> **Work instructions**
For this exercise, write out exactly the lines from the line containing "shoreline in the photo above." through the last line of the records, and no other lines.

[Records drawn from a dataset]
----------
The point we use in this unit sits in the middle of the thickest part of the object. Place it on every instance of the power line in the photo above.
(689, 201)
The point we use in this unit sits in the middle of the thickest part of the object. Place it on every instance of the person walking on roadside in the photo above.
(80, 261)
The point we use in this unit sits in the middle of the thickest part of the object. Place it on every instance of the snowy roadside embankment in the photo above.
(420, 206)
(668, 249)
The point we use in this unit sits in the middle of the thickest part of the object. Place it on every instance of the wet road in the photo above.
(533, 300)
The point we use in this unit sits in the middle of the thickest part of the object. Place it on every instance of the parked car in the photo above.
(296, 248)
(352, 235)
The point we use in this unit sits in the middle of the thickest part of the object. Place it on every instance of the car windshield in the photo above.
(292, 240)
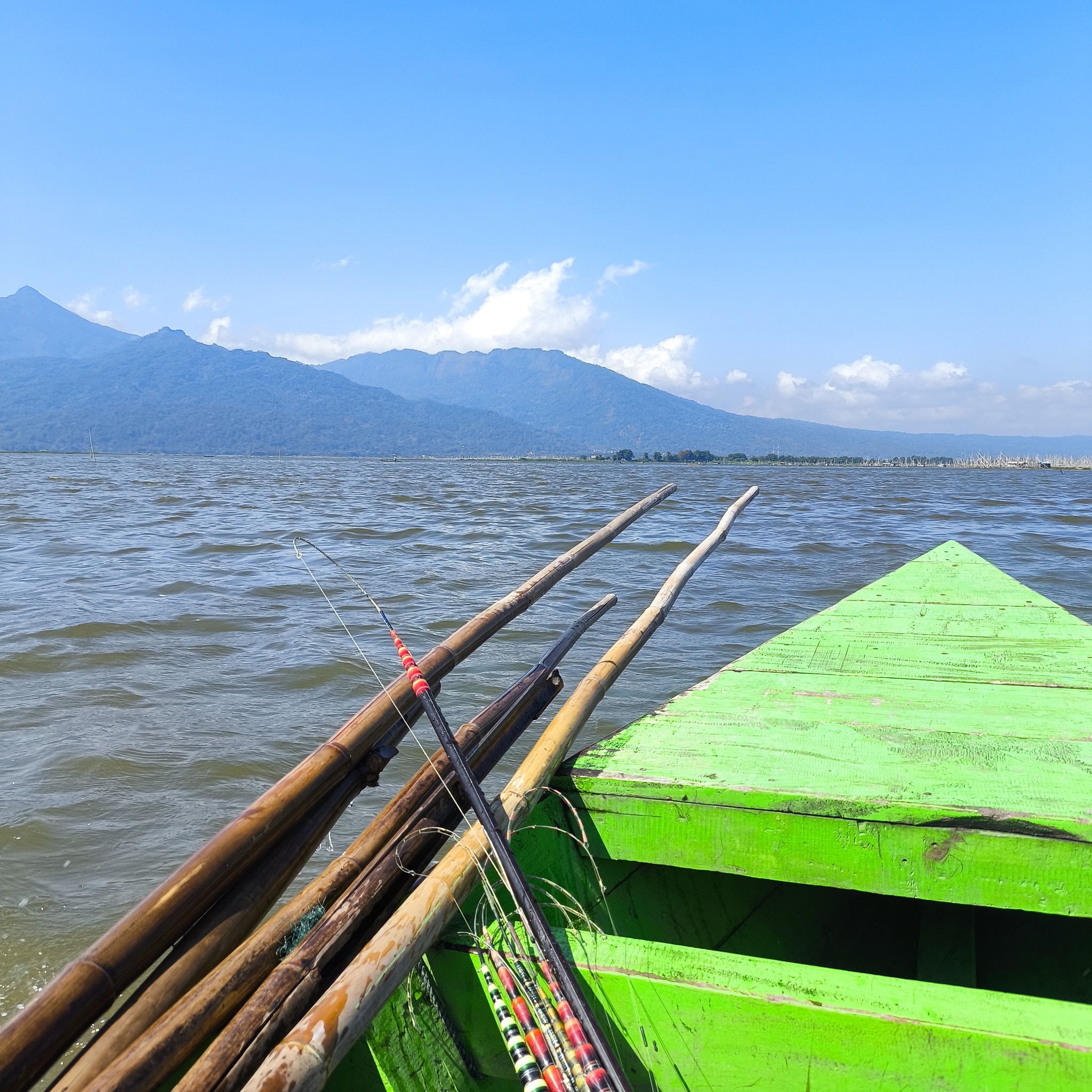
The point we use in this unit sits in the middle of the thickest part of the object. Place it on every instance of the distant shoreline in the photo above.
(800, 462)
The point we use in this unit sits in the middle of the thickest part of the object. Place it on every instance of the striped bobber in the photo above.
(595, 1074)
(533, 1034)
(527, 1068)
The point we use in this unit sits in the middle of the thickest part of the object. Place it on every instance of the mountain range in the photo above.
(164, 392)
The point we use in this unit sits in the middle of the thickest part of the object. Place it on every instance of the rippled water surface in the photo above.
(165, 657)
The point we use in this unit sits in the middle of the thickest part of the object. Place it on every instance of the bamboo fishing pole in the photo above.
----------
> **Solution to the exercise**
The point we use in this unit sits in the middle of the thickest part of the object. Place it on every instance of the distant shoreline in the photo above.
(800, 462)
The point we use in this unit sits in the middle of the thickest part of the object. Place it on every instance of the striped bobber in the photo above.
(595, 1074)
(533, 1034)
(527, 1068)
The point we use in this unit sits in the middle of the thickest part of the object. Place it on every instance of the mountain range in the photo above.
(164, 392)
The point we use in this unit sits in the middle of the thickest part of the object. Place it on every instance of the rippled water surface in the photo above.
(165, 657)
The point we use in this unit sits in the middle of the thickest part of the object. Place it on every instance of the bamboo fishing pole in the photo above.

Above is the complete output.